Provided material:
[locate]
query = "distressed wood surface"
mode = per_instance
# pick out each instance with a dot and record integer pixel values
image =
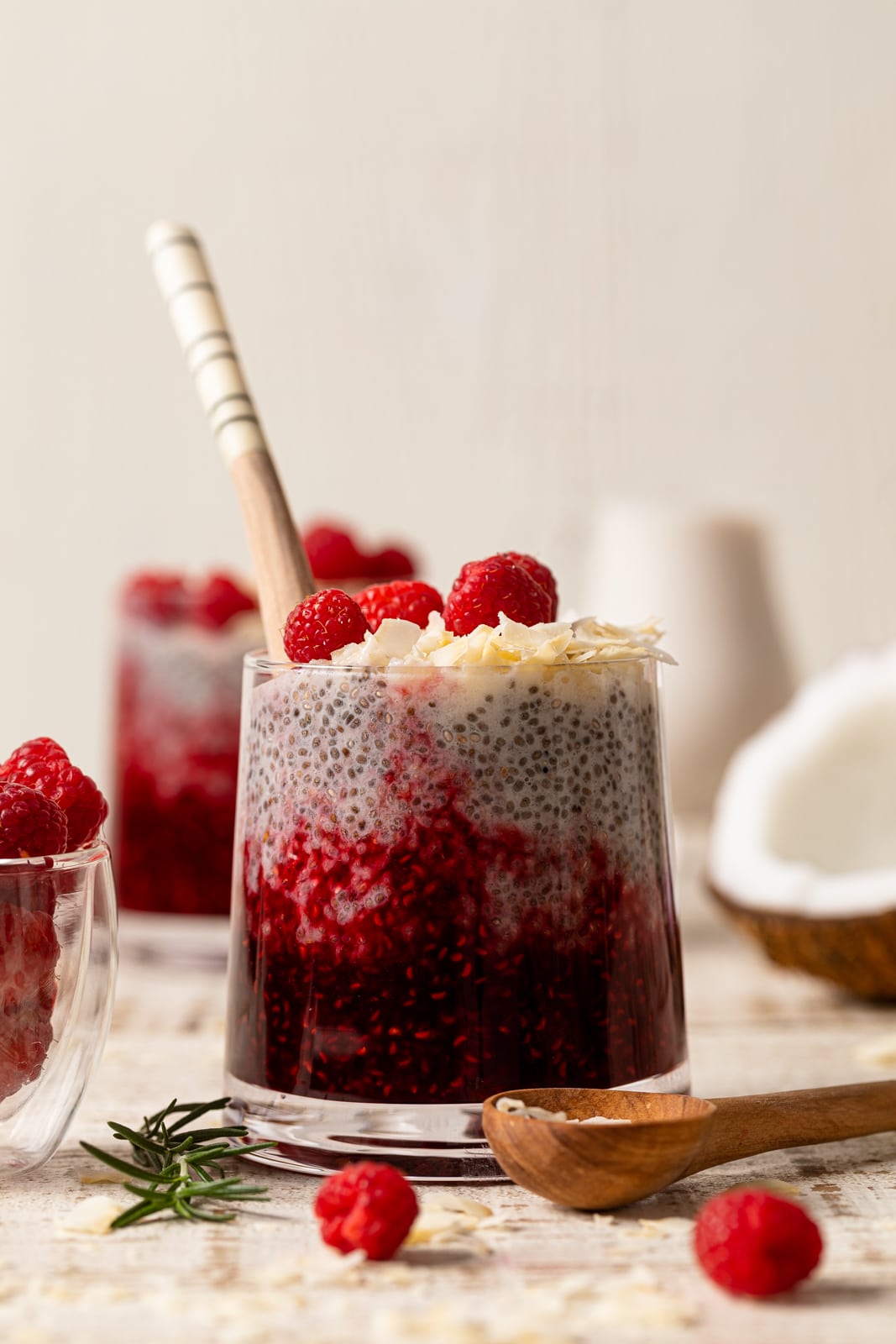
(531, 1272)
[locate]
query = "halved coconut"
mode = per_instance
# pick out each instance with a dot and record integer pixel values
(802, 847)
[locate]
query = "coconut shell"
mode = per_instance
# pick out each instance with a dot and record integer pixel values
(857, 953)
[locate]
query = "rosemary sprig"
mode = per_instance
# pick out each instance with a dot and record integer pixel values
(179, 1168)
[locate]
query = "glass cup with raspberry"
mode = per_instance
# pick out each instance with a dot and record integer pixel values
(452, 878)
(176, 741)
(56, 948)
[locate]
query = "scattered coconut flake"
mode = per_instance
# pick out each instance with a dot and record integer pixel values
(668, 1226)
(516, 1106)
(333, 1268)
(598, 1120)
(98, 1179)
(445, 1200)
(640, 1300)
(92, 1216)
(445, 1220)
(878, 1053)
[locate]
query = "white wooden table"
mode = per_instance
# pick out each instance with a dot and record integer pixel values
(531, 1273)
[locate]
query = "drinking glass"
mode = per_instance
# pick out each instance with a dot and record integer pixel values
(448, 882)
(58, 956)
(176, 752)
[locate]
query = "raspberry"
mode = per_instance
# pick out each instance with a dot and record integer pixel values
(155, 597)
(219, 600)
(752, 1242)
(24, 1041)
(332, 553)
(365, 1206)
(29, 824)
(29, 954)
(485, 589)
(390, 564)
(322, 624)
(401, 601)
(40, 764)
(542, 575)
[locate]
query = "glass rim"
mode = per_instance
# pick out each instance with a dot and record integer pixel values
(58, 862)
(258, 660)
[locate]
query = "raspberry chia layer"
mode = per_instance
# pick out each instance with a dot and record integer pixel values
(452, 880)
(176, 757)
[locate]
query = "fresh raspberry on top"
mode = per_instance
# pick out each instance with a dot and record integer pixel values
(365, 1206)
(399, 601)
(322, 622)
(332, 553)
(155, 597)
(390, 564)
(219, 600)
(29, 824)
(485, 589)
(40, 764)
(542, 575)
(752, 1242)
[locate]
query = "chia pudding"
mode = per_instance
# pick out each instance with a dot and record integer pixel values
(181, 655)
(452, 871)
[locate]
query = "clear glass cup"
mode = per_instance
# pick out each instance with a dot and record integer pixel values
(58, 956)
(176, 743)
(448, 882)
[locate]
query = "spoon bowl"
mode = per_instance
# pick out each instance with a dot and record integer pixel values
(668, 1136)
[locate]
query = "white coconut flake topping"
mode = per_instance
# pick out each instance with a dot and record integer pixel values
(559, 643)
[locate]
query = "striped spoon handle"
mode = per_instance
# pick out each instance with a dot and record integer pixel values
(281, 566)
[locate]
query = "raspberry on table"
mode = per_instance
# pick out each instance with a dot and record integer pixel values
(485, 589)
(757, 1243)
(542, 575)
(399, 601)
(322, 622)
(365, 1206)
(29, 824)
(332, 553)
(40, 764)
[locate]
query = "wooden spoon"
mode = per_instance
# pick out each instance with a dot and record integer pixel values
(281, 566)
(669, 1136)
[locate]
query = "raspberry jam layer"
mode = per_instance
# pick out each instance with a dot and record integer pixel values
(453, 882)
(176, 748)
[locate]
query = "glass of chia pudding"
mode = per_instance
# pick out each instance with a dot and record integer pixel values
(176, 741)
(452, 878)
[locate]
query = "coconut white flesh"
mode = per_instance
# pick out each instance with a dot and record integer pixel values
(805, 822)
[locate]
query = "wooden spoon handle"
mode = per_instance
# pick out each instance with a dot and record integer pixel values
(748, 1126)
(281, 566)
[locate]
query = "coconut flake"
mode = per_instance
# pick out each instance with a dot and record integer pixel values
(92, 1216)
(879, 1053)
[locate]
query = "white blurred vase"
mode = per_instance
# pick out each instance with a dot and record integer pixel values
(705, 577)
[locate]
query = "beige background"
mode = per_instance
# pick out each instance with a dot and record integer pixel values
(488, 262)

Exercise: Show a copy of each line from the data that includes the word "flake".

Completed exercise:
query = "scattered coconut flake"
query = "white coconut flake topping"
query = "coconut flake"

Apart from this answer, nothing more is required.